### Text under study

It has also been introducing more AI features on its social media platforms such as chat assistants.

The firm said it now expected to spend between $35bn and $40bn, (£28bn-32bn) in 2024, up from an earlier prediction of $30-$37bn.

Its shares fell despite it beating expectations on its earnings.

First quarter revenue rose 27% to $36.46bn, while analysts had expected earnings of $36.16bn.

Sophie Lund-Yates, lead equity analyst at Hargreaves Lansdown, said its spending plans were “aggressive”.

She said Meta’s “substantial investment” in AI has helped it get people to spend time on its platforms, so advertisers are willing to spend more money “in a time when digital advertising uncertainty remains rife”.

More than 50 countries are due to have elections this year, she said, “which hugely increases uncertainty” and can spook advertisers.

She added that Meta’s “fortunes are probably also being bolstered by TikTok’s uncertain future in the US”.

######
### Data extract

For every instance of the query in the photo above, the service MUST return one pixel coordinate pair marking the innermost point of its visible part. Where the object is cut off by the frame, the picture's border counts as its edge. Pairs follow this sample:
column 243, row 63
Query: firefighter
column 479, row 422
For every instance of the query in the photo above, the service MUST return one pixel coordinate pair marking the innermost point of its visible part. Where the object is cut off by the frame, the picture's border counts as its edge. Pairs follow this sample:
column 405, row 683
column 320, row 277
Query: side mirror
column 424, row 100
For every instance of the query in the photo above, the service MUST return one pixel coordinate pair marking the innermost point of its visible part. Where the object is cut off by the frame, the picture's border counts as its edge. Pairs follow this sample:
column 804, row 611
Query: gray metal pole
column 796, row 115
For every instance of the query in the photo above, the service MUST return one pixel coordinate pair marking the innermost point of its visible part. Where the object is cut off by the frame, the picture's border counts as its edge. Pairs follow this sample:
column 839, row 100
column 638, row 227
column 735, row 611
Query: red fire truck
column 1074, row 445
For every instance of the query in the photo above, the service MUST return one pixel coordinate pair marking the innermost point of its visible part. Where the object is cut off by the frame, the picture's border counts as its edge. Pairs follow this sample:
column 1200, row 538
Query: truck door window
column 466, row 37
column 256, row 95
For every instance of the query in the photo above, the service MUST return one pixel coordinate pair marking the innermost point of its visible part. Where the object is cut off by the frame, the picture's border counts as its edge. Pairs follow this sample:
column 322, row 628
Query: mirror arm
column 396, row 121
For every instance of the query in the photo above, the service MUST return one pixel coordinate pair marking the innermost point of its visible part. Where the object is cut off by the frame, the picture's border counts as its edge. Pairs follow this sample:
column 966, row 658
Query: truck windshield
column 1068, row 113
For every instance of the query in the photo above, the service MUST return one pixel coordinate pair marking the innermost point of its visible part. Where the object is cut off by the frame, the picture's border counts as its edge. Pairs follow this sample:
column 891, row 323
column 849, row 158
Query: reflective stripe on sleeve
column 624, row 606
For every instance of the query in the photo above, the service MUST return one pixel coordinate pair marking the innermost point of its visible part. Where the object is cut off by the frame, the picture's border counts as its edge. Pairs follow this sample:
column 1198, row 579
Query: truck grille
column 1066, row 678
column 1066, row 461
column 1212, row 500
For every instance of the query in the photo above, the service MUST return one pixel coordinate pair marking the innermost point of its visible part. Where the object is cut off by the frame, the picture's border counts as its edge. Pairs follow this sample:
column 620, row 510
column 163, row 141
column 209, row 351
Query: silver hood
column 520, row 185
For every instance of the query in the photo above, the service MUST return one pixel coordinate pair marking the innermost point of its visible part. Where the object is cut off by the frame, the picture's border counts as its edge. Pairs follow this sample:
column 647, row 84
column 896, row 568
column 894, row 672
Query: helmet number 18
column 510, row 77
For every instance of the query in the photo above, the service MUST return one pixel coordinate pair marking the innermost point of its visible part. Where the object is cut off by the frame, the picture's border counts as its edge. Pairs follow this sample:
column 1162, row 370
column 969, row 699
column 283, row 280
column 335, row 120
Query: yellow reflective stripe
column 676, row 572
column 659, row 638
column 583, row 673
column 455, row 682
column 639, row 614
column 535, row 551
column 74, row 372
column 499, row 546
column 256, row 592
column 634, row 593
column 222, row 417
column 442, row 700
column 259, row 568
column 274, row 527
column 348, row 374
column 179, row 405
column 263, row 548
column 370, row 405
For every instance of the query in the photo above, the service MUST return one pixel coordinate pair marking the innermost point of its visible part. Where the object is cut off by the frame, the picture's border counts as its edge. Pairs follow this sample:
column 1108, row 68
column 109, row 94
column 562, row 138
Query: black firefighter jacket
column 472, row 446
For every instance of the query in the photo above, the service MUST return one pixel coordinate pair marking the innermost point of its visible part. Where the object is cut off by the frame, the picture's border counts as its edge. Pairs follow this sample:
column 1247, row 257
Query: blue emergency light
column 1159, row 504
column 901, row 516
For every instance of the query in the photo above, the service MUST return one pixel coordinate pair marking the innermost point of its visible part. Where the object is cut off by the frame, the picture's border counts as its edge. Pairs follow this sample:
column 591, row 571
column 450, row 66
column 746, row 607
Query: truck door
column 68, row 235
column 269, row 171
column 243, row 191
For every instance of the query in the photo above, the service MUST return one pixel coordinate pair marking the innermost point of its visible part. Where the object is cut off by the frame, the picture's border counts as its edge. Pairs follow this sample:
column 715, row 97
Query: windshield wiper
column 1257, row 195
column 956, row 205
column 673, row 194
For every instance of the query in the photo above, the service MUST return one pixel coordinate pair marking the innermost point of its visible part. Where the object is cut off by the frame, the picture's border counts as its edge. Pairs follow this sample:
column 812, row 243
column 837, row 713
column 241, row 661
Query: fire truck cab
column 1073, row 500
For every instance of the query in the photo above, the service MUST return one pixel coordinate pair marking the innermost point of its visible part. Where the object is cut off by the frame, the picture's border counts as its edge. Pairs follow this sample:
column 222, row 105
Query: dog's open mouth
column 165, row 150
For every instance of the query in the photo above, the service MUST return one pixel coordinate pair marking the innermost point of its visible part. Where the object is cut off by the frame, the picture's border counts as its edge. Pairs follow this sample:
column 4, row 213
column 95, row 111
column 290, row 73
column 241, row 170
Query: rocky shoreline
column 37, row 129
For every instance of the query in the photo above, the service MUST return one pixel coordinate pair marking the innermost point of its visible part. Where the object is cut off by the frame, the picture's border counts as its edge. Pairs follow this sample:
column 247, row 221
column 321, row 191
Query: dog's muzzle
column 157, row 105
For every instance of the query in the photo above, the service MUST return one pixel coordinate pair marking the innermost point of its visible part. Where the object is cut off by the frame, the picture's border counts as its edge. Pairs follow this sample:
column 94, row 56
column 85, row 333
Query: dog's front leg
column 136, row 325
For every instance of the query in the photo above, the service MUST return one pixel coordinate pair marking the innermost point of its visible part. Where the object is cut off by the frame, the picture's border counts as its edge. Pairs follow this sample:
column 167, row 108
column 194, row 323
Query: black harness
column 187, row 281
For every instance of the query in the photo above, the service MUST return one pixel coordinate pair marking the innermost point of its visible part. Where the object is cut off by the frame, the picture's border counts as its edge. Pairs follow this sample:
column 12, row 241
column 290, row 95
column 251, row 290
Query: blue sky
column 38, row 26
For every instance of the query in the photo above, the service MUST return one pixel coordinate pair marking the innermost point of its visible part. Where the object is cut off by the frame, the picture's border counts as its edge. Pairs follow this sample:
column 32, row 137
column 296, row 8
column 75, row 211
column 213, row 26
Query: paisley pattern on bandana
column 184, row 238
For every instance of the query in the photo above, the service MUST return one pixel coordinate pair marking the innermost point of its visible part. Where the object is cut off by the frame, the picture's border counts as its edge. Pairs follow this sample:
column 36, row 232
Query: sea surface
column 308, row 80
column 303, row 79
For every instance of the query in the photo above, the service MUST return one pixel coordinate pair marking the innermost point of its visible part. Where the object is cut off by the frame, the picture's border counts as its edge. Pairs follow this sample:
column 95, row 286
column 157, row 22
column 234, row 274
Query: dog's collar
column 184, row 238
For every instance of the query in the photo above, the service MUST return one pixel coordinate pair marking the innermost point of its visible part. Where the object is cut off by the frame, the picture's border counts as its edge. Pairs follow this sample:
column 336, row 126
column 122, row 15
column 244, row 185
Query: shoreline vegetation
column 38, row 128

######

Problems and tasks:
1: Duplicate the passage on Meta's AI spending from "She said Meta’s" up to and including "can spook advertisers.".
2: According to the analyst quoted in the passage on Meta's AI spending, why are advertisers willing to spend more money with Meta? Answer in one to three sentences.
3: Resume the passage on Meta's AI spending after its final sentence and carry it forward.

Answer section:
1:
She said Meta’s “substantial investment” in AI has helped it get people to spend time on its platforms, so advertisers are willing to spend more money “in a time when digital advertising uncertainty remains rife”.

More than 50 countries are due to have elections this year, she said, “which hugely increases uncertainty” and can spook advertisers.

2: Sophie Lund-Yates said Meta's substantial investment in AI has helped it get people to spend time on its platforms. Because of that, advertisers are willing to spend more money there, even at a time when digital advertising uncertainty remains rife.

3:
Meta’s rival has said it will fight an “unconstitutional” law that could result in TikTok being sold or banned in the US.

President Biden has signed into law a bill which gives the social media platform’s Chinese owner, ByteDance, nine months to sell off the app or it will be blocked in the US.

Ms Lund-Yates said that “looking further ahead, the biggest risk [for Meta] remains regulatory”.

Last year, Meta was fined €1.2bn (£1bn) by Ireland’s data authorities for mishandling people’s data when transferring it between Europe and the US.

And in February of this year, Meta chief executive Mark Zuckerberg faced blistering criticism from US lawmakers and was pushed to apologise to families of victims of child sexual exploitation.

Ms Lund-Yates added that the firm has “more than enough resources to throw at legal challenges, but that doesn’t rule out the risks of ups and downs in market sentiment”.